● Section du texte:
Ses appartements ne trouvent plus d’acquéreurs, le prochain rendez-vous avec son banquier hante ses nuits. « C’est la première fois en une quinzaine d’années que je dors mal », témoigne un promoteur de taille moyenne (qui désire garder l’anonymat). Qu’en l’espace de six mois, le marché immobilier puisse se retourner si brutalement, il ne l’aurait pas imaginé. L’incertitude règne. Le CEO d’Immobel, Olivier Bastin, évoque « une situation inédite que la plupart d’entre nous n’avons pas connue précédemment » : « Les coûts de construction s’envolent – on ne sait ni jusqu’où ni jusqu’à quand –, alors que les prix de vente stagnent. On vend très peu, beaucoup moins en tout cas. » Même son de cloche chez les agents immobiliers, qui constatent la fin des années dorées et le début du ralentissement. Les clients se pressaient et se livraient à des surenchères ; ils seraient désormais « réticents », « dans l’expectative ». Les objets, tant convoités il y a six mois encore, pourrissent sur les listings. Hébété, le secteur découvre que l’immobilier peut, lui aussi, entrer en crise, et se prépare à un « apurement » en 2023.
« D’Beem wuesse net an den Himmel », rappelle Romain Wehles, membre de la direction de la BCEE. La banque d’État a probablement la meilleure vue sur la jungle immobilière, cumulant quarante pour cent des crédits hypothécaires et finançant une floppée de promoteurs. « La situation me rappelle un peu 2008-2009. Je constate une position d’attente sur le marché ; tout le monde se demande : ‘Wat geschitt elo ?’ », dit Wehles. Puis d’ajouter : « Mais, attention, nous ne sommes pas non plus dans une situation de panique. » Il y a quatorze ans, au lendemain du meltdown financier, les vendeurs refusaient de baisser leurs prix que les acheteurs refusaient de payer. Statistiquement, cette drôle de guerre se traduisit par une chute du volume des transactions de 55 pour cent. Puis, les prix immobiliers finissaient enfin par légèrement baisser (de cinq pour cent), avant de repartir à la hausse, puis d’entrer en surchauffe à partir de 2018.

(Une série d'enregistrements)
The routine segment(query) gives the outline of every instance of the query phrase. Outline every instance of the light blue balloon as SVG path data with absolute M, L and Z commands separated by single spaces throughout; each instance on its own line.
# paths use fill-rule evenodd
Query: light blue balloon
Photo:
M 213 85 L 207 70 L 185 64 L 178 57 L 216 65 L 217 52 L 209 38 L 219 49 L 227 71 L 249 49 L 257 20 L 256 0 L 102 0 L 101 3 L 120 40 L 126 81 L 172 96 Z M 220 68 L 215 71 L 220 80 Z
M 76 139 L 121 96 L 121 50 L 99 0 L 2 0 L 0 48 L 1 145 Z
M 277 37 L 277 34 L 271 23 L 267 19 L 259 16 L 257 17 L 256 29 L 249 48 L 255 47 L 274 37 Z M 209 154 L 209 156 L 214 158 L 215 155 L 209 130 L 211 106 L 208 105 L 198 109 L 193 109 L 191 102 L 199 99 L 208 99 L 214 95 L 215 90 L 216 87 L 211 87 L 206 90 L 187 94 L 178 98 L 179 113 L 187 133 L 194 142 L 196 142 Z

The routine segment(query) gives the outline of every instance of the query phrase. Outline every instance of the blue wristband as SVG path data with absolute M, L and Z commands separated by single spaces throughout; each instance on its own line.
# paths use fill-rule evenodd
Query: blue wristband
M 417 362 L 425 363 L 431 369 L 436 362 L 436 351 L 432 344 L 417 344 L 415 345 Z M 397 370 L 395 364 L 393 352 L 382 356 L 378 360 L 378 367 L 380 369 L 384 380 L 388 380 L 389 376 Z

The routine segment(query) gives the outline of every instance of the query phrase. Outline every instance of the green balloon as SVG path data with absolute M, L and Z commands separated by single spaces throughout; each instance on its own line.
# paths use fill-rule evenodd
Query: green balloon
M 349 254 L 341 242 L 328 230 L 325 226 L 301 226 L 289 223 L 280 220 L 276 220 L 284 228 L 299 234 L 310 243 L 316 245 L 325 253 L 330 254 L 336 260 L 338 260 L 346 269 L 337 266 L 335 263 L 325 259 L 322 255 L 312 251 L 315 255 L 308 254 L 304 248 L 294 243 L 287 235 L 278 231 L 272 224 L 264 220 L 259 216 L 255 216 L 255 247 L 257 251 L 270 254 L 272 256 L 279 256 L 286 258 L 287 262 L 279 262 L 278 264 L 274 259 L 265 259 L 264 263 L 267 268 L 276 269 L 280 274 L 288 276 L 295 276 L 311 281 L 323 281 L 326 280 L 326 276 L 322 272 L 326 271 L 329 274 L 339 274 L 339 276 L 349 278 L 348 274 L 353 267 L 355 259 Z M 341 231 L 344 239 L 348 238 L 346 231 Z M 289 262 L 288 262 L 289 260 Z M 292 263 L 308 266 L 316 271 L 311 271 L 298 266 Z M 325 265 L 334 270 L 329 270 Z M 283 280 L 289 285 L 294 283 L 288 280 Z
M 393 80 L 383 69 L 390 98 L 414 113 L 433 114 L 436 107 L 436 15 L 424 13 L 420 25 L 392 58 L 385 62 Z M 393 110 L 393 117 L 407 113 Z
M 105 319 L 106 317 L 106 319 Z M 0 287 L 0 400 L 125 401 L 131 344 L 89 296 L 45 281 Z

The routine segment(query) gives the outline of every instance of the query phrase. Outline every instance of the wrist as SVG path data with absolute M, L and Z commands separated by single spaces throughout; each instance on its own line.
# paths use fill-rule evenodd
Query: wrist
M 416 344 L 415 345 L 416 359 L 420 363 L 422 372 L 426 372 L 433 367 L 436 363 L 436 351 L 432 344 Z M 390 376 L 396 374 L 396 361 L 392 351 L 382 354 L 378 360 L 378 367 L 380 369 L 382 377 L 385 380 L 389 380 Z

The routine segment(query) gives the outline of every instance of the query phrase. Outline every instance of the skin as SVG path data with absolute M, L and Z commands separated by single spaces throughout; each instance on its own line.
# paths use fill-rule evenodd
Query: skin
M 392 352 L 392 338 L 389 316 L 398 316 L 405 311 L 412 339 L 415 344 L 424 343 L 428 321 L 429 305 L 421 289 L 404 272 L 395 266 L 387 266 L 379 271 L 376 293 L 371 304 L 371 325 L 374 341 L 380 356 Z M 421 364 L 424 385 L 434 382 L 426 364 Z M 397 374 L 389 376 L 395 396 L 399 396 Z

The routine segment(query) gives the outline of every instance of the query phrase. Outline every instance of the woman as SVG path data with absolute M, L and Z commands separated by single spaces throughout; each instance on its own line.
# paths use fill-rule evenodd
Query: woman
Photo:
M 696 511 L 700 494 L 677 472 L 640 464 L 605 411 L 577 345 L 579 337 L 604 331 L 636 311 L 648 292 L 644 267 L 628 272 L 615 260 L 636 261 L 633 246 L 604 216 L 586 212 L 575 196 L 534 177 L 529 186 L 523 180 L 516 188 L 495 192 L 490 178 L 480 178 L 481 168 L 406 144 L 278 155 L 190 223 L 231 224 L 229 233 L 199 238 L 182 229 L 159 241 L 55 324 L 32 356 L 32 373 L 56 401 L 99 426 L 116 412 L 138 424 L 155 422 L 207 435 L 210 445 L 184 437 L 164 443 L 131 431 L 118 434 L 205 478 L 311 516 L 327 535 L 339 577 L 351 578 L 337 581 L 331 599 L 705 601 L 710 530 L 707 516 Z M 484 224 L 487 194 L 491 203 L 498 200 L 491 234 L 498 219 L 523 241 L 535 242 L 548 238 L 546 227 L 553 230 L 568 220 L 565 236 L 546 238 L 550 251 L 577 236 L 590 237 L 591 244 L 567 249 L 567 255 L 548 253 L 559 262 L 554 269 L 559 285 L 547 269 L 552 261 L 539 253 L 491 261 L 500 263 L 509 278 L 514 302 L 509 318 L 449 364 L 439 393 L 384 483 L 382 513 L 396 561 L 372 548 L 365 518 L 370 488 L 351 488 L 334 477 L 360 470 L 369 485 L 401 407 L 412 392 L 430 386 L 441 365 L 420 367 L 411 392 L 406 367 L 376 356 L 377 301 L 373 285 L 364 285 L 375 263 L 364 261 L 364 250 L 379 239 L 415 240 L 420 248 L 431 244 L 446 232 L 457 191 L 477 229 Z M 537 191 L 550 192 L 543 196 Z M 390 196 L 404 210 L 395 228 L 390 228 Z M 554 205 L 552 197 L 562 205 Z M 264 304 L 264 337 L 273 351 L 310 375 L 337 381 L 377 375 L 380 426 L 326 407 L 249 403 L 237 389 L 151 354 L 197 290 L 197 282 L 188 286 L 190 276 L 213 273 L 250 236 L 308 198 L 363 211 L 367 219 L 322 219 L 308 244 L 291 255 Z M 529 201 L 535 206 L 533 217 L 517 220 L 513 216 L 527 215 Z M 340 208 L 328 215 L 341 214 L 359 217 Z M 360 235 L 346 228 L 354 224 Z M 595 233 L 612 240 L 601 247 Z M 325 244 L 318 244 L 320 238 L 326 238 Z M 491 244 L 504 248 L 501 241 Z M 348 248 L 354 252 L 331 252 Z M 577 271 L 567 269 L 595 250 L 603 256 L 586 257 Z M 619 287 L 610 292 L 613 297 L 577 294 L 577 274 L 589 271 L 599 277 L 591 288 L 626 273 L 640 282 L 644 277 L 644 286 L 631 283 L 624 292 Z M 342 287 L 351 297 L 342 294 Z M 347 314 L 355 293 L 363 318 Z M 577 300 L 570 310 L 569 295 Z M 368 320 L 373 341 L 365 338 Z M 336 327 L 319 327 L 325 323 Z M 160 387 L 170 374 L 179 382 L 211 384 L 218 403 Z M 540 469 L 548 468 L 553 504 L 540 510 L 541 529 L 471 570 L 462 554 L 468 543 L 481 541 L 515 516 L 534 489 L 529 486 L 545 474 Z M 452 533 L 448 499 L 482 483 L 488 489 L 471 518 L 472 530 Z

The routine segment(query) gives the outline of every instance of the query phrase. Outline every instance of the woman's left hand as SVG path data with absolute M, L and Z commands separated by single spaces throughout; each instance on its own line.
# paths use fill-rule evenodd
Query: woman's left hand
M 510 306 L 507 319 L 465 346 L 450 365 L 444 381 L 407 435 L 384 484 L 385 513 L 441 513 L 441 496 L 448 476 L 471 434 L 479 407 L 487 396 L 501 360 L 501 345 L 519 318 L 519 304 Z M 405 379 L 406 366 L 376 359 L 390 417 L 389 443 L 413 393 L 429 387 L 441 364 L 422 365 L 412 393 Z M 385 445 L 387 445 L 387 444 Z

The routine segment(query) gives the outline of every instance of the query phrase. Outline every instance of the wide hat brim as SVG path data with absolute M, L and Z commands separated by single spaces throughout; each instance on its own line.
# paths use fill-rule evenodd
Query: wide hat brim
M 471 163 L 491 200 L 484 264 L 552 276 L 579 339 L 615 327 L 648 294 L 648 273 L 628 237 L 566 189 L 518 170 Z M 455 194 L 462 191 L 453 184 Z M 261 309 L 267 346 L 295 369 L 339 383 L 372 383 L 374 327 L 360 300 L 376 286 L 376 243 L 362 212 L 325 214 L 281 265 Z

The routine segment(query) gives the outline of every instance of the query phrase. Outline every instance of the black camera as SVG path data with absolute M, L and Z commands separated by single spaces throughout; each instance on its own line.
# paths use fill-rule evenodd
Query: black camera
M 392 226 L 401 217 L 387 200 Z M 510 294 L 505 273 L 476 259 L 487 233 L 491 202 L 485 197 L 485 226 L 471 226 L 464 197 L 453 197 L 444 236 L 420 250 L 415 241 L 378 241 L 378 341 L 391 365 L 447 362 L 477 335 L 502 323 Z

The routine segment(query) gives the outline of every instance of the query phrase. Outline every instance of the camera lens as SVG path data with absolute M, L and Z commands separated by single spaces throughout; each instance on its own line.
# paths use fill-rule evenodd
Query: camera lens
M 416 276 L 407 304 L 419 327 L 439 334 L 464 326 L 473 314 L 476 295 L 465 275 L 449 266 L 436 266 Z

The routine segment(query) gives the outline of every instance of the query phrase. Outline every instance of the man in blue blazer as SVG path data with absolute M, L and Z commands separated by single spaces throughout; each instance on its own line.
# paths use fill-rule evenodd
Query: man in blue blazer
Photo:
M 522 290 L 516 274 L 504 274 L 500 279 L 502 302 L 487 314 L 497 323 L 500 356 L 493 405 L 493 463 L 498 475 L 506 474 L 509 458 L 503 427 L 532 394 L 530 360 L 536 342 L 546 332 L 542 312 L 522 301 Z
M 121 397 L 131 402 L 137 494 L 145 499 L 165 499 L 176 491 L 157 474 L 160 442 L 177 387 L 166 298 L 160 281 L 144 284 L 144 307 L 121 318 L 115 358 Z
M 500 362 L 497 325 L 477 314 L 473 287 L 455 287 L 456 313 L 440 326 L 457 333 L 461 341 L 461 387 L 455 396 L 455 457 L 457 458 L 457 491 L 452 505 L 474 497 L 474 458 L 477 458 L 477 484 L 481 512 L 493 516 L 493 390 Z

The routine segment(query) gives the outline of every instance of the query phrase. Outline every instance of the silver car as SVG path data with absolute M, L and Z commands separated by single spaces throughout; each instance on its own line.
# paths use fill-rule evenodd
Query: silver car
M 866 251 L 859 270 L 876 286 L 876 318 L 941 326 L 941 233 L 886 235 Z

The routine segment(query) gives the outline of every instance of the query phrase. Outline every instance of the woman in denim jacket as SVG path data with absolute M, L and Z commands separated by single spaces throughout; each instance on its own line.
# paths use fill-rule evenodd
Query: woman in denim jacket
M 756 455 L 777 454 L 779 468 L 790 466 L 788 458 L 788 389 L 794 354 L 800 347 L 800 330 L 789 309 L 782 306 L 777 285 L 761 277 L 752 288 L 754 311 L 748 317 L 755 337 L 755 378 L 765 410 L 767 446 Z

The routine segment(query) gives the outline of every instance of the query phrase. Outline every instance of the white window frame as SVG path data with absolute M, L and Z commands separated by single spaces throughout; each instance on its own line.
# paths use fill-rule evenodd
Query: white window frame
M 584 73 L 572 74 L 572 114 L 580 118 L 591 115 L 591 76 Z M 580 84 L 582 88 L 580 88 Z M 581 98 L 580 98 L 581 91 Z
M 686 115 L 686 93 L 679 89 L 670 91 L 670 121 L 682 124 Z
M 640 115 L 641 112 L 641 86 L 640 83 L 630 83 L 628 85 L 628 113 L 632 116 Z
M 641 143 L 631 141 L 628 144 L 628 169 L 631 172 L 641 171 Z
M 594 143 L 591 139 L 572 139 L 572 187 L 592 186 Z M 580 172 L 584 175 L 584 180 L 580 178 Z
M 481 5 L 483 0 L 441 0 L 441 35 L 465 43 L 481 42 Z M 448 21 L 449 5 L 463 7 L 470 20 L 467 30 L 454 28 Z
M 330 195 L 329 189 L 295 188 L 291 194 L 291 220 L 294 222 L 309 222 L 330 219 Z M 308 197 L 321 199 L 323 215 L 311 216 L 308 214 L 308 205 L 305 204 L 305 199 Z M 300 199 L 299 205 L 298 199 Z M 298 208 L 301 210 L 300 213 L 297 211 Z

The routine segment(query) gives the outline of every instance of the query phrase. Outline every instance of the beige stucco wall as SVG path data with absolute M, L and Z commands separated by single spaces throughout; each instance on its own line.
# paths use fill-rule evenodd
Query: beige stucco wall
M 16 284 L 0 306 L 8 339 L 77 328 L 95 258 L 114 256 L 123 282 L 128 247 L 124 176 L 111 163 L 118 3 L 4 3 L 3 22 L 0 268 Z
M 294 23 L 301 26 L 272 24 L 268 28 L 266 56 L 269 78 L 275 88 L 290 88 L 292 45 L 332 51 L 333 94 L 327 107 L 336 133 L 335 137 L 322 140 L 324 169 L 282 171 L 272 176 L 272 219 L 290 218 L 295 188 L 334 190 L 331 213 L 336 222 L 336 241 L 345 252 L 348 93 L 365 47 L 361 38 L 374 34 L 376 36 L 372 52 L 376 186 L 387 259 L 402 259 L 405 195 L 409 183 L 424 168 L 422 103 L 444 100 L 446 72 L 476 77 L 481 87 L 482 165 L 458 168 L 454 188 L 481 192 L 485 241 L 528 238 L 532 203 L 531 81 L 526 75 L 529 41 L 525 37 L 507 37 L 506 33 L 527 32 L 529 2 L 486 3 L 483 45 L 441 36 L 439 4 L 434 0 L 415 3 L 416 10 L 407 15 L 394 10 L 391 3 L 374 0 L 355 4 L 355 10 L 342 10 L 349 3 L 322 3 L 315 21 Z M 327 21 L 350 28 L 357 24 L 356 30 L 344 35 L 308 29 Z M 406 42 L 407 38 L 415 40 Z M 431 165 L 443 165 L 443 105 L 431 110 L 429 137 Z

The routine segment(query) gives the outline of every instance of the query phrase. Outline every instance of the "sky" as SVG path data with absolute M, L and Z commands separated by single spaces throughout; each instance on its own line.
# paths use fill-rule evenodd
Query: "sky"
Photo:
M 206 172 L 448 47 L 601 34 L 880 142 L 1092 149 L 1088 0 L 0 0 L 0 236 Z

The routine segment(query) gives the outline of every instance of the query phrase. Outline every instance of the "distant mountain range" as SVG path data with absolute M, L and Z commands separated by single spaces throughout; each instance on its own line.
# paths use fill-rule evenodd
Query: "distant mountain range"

● Consignes de l'exercice:
(A) Selon l'article sur le marché immobilier, pourquoi la BCEE a-t-elle probablement la meilleure vue sur la jungle immobilière ? Répondez en une à trois phrases.
(B) Convertissez en liste numérotée, sans les lignes vides, tout ce qui va de la ligne des enregistrements contenant « of the skin » jusqu'à celle contenant « M 392 352 L », ces deux lignes comprises.

● Réponses dans l'ordre:
(A) La BCEE cumule quarante pour cent des crédits hypothécaires et finance une floppée de promoteurs.

(B)
1. The routine segment(query) gives the outline of every instance of the query phrase. Outline every instance of the skin as SVG path data with absolute M, L and Z commands separated by single spaces throughout; each instance on its own line.
2. # paths use fill-rule evenodd
3. Query: skin
4. M 392 352 L 392 338 L 389 316 L 398 316 L 405 311 L 412 339 L 415 344 L 424 343 L 428 321 L 429 305 L 421 289 L 404 272 L 395 266 L 387 266 L 379 271 L 376 293 L 371 304 L 371 325 L 374 341 L 380 356 Z M 421 364 L 424 385 L 434 382 L 426 364 Z M 397 374 L 389 376 L 395 396 L 399 396 Z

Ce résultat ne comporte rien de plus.